> **Work to complete**:
Which lines of the records below contain the word "marching"? Report each of those lines in full.

> **Records for the exercise**:
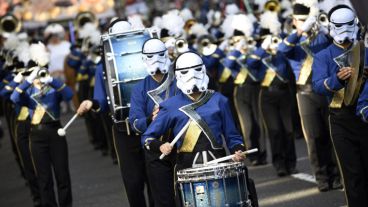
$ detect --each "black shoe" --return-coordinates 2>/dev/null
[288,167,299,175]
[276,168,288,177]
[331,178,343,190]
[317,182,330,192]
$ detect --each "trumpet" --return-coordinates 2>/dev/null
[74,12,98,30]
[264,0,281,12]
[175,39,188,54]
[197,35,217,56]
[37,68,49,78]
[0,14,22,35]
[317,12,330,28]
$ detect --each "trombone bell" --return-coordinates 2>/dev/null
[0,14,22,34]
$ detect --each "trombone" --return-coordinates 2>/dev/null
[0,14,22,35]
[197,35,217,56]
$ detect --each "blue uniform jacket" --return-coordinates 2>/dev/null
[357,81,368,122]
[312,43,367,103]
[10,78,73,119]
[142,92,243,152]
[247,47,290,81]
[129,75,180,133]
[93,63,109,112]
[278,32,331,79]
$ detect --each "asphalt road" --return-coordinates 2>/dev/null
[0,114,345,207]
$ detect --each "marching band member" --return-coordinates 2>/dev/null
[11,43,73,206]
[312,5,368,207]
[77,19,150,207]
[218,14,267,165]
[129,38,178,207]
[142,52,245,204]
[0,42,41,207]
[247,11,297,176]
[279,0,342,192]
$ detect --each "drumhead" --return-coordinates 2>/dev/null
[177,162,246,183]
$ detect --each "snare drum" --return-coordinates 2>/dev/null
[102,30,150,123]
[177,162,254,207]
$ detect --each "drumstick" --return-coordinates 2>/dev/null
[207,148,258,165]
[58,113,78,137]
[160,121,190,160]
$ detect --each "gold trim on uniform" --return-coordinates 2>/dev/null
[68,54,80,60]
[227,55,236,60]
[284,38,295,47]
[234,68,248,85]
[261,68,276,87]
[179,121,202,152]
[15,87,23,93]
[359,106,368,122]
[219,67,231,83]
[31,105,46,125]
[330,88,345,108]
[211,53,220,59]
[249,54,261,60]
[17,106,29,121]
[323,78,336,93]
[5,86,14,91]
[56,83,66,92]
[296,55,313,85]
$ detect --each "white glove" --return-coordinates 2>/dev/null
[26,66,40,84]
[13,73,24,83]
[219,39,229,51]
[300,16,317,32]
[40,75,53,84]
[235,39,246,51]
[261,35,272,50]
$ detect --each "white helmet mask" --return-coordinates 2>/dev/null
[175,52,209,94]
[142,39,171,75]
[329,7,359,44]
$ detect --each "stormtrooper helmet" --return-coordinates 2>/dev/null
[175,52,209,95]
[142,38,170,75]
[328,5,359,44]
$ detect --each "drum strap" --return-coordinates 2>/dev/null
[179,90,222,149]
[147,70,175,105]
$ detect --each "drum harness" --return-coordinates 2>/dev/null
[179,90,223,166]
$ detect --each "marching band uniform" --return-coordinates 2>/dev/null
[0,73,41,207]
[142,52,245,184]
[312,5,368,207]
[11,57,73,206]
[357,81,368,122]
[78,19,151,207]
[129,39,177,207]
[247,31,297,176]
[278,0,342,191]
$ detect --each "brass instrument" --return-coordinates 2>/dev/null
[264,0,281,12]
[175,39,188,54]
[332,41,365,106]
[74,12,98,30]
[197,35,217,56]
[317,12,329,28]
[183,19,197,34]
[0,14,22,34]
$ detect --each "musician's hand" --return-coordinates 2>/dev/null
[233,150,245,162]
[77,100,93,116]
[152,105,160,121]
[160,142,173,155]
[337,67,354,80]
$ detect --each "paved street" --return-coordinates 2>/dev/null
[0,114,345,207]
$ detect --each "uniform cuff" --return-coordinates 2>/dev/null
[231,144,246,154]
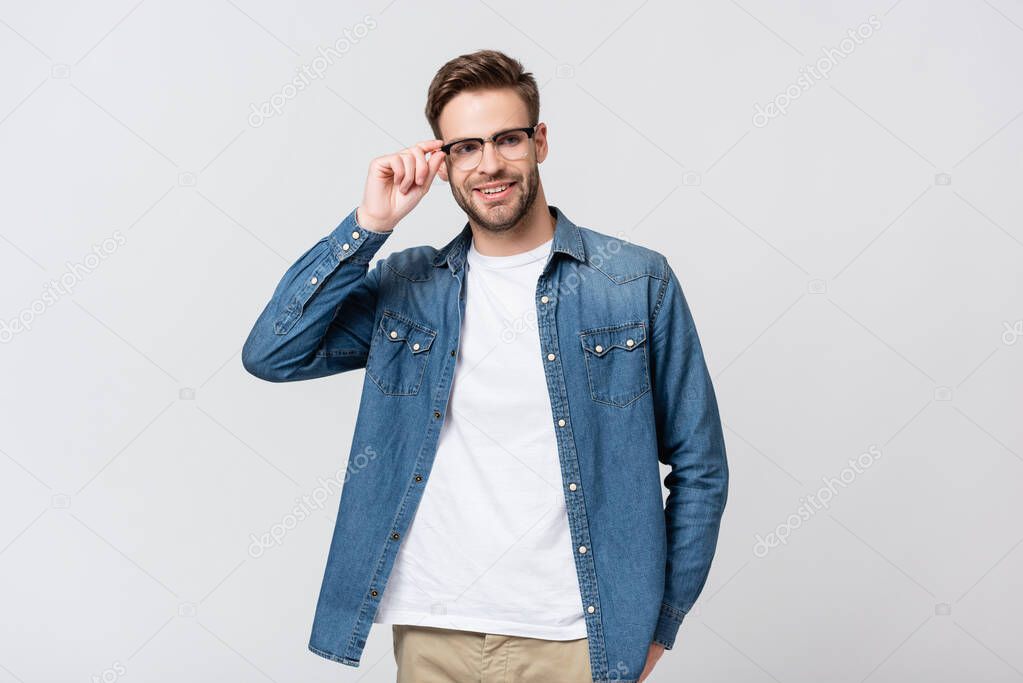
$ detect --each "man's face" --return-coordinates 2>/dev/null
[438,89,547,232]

> **Worked answer**:
$ detect --each "marching band member" --return-coordinates 2>/dev/null
$ detect --each "marching band uniform" --return-coordinates 2>/dev/null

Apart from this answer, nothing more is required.